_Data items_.

◇ ◇ ◇ ◇ ◇ ◇ ◇

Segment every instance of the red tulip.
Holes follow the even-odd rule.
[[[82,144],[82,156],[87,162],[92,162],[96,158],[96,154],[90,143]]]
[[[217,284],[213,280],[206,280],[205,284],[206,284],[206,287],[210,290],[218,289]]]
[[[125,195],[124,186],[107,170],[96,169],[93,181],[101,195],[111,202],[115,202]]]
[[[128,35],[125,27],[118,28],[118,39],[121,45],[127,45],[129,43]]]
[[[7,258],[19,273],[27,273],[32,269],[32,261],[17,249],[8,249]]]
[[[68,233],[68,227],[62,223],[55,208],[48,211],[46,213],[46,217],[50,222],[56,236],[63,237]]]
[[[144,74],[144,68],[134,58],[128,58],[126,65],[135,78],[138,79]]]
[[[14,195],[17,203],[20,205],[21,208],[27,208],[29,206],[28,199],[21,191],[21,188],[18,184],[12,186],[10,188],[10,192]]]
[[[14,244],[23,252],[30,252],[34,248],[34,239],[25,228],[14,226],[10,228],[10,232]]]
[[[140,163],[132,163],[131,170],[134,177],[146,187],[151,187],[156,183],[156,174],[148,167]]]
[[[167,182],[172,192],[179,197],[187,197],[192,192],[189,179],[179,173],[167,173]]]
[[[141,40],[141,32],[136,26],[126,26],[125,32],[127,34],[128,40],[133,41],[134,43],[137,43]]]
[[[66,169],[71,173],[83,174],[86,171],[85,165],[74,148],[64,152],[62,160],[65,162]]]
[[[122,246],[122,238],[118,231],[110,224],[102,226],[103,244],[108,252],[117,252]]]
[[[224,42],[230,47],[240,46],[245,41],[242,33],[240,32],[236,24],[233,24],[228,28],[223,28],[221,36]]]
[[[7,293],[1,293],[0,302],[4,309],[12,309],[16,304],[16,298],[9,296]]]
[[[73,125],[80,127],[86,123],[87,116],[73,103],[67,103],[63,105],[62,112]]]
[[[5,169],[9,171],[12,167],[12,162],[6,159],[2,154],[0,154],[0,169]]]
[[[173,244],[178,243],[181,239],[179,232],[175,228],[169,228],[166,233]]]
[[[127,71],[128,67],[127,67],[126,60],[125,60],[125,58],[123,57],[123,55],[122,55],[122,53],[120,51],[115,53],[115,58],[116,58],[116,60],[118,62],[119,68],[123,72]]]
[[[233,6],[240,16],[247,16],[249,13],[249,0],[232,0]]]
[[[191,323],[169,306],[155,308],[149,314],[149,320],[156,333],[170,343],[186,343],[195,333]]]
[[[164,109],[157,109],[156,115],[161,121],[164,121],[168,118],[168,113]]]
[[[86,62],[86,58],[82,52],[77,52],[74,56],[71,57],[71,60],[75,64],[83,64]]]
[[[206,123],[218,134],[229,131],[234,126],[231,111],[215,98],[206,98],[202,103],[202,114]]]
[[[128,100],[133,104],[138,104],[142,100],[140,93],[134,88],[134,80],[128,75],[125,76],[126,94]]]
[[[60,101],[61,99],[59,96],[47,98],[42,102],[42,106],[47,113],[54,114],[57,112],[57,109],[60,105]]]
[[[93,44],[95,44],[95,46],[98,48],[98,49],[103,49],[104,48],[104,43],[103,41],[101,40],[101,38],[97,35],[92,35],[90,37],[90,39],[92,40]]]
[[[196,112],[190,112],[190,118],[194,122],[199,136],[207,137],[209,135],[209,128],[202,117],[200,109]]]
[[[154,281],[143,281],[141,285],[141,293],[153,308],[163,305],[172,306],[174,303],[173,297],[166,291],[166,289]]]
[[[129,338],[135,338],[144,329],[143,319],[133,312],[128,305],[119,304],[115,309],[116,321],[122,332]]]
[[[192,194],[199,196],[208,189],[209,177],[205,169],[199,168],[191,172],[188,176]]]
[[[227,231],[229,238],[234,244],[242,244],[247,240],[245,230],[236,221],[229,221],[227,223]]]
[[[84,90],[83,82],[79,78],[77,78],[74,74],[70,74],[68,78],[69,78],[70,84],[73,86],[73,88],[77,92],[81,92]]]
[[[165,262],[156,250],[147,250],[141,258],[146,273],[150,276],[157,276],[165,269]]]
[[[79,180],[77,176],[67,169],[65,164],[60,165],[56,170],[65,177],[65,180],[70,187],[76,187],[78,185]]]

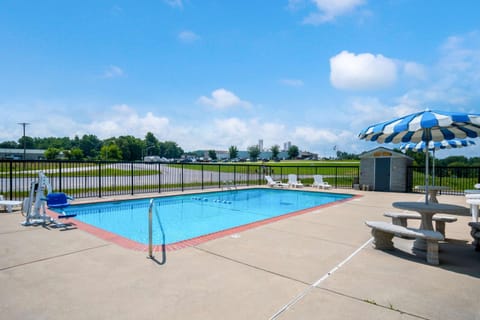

◇ ◇ ◇ ◇ ◇ ◇ ◇

_THE PROBLEM_. Please reproduce every record exactly as written, excluding the pictures.

_WRITTEN RESPONSE_.
Segment every instance of the red tulip.
Holes follow the even-odd rule.
[[[82,144],[82,156],[87,162],[92,162],[96,158],[96,154],[90,143]]]
[[[217,284],[213,280],[206,280],[205,284],[206,284],[206,287],[210,290],[218,289]]]
[[[125,195],[124,186],[107,170],[96,169],[93,181],[101,195],[111,202],[115,202]]]
[[[128,35],[125,27],[118,28],[118,39],[121,45],[127,45],[129,43]]]
[[[7,258],[19,273],[27,273],[32,269],[32,261],[17,249],[8,249]]]
[[[68,233],[68,227],[62,223],[55,208],[48,211],[46,213],[46,217],[50,222],[56,236],[63,237]]]
[[[144,74],[144,68],[134,58],[128,58],[126,65],[135,78],[138,79]]]
[[[14,195],[17,203],[20,205],[21,208],[27,208],[29,206],[28,199],[21,191],[21,188],[18,184],[12,186],[10,188],[10,192]]]
[[[14,244],[23,252],[30,252],[34,248],[34,239],[25,228],[14,226],[10,228],[10,232]]]
[[[140,163],[132,163],[131,170],[134,177],[146,187],[151,187],[156,183],[156,174],[148,167]]]
[[[167,182],[172,192],[179,197],[187,197],[192,192],[189,179],[179,173],[167,173]]]
[[[141,40],[141,32],[136,26],[126,26],[125,32],[127,34],[128,40],[133,41],[134,43],[137,43]]]
[[[66,169],[71,173],[83,174],[86,171],[85,165],[74,148],[64,152],[62,160],[65,162]]]
[[[122,246],[122,238],[118,231],[110,224],[102,226],[103,244],[108,252],[117,252]]]
[[[224,42],[230,47],[240,46],[245,41],[242,33],[240,32],[236,24],[233,24],[228,28],[223,28],[221,36]]]
[[[7,293],[1,293],[0,302],[4,309],[12,309],[16,304],[16,298],[9,296]]]
[[[73,125],[80,127],[86,123],[87,116],[73,103],[67,103],[63,105],[62,112]]]
[[[5,169],[9,171],[12,167],[12,162],[6,159],[2,154],[0,154],[0,169]]]
[[[173,244],[178,243],[181,239],[179,232],[175,228],[169,228],[166,233]]]
[[[127,71],[128,67],[127,67],[126,60],[125,60],[125,58],[123,57],[123,55],[122,55],[122,53],[120,51],[115,53],[115,58],[116,58],[116,60],[118,62],[119,68],[123,72]]]
[[[233,6],[240,16],[247,16],[249,13],[249,0],[232,0]]]
[[[191,323],[169,306],[155,308],[149,314],[149,320],[156,333],[170,343],[186,343],[195,333]]]
[[[164,109],[157,109],[156,115],[161,121],[164,121],[168,118],[168,113]]]
[[[86,62],[86,58],[82,52],[77,52],[74,56],[71,57],[71,60],[75,64],[83,64]]]
[[[206,123],[218,134],[229,131],[234,126],[231,111],[215,98],[206,98],[202,103],[202,114]]]
[[[128,100],[133,104],[138,104],[142,100],[140,93],[134,88],[134,80],[128,75],[125,76],[126,94]]]
[[[60,101],[61,99],[59,96],[47,98],[42,102],[42,106],[47,113],[54,114],[57,112],[57,109],[60,105]]]
[[[93,44],[95,44],[95,46],[98,48],[98,49],[103,49],[104,48],[104,43],[103,41],[101,40],[101,38],[97,35],[92,35],[90,37],[90,39],[92,40]]]
[[[196,112],[190,112],[190,118],[194,122],[199,136],[207,137],[209,135],[209,128],[202,117],[200,109]]]
[[[154,281],[143,281],[141,285],[141,293],[153,308],[163,305],[172,306],[174,303],[173,297],[166,291],[166,289]]]
[[[129,338],[135,338],[144,329],[143,319],[133,312],[128,305],[119,304],[115,309],[116,321],[122,332]]]
[[[192,194],[199,196],[208,189],[209,177],[205,169],[199,168],[191,172],[188,176]]]
[[[227,231],[229,238],[234,244],[242,244],[247,240],[245,230],[236,221],[229,221],[227,223]]]
[[[84,90],[83,82],[79,78],[77,78],[74,74],[70,74],[68,78],[69,78],[70,84],[73,86],[73,88],[77,92],[81,92]]]
[[[165,262],[156,250],[147,250],[141,258],[146,273],[150,276],[157,276],[165,269]]]
[[[79,180],[77,176],[67,169],[65,164],[60,165],[56,170],[65,177],[65,180],[70,187],[76,187],[78,185]]]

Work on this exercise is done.